## Short exercise
Add 49 to every bounding-box coordinate in the answer rows, and write out again only the rows below from the row with "My supervisor asked me to locate the yellow" through the row with "xmin=295 ymin=75 xmax=473 ymax=206", both included. Keep the request row in the output, with its format sample unchanged.

## Available records
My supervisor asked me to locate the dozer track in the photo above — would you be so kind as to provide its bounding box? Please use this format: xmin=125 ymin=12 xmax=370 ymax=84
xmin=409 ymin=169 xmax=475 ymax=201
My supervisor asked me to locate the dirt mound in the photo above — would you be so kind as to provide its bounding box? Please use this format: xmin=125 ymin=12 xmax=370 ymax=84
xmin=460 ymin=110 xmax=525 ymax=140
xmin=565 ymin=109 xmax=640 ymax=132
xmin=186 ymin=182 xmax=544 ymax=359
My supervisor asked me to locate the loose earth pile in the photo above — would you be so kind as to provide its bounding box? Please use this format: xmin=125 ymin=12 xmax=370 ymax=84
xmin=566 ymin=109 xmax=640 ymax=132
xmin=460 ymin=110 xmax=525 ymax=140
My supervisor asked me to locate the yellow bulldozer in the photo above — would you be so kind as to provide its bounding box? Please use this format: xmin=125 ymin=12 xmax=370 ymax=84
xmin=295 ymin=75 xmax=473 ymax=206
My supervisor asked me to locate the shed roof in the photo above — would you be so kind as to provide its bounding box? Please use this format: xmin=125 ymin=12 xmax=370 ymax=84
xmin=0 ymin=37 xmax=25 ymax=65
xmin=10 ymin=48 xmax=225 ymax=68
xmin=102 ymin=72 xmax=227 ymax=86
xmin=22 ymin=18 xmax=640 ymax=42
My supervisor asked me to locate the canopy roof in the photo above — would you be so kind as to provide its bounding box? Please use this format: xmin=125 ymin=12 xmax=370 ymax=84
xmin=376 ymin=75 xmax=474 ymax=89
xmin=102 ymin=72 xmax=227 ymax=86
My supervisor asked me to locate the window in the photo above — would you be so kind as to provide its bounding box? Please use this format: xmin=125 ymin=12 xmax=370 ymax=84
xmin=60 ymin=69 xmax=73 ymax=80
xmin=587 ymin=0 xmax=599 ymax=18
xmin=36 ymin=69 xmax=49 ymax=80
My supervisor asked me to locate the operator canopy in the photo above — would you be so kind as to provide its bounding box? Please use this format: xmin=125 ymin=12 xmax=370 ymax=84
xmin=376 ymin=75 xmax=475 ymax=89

## Solution
My supervisor asked me to locate the yellow bulldozer in the photo above — would you be so kind as to provide its bounding box? Please use this format: xmin=125 ymin=12 xmax=370 ymax=84
xmin=344 ymin=124 xmax=522 ymax=255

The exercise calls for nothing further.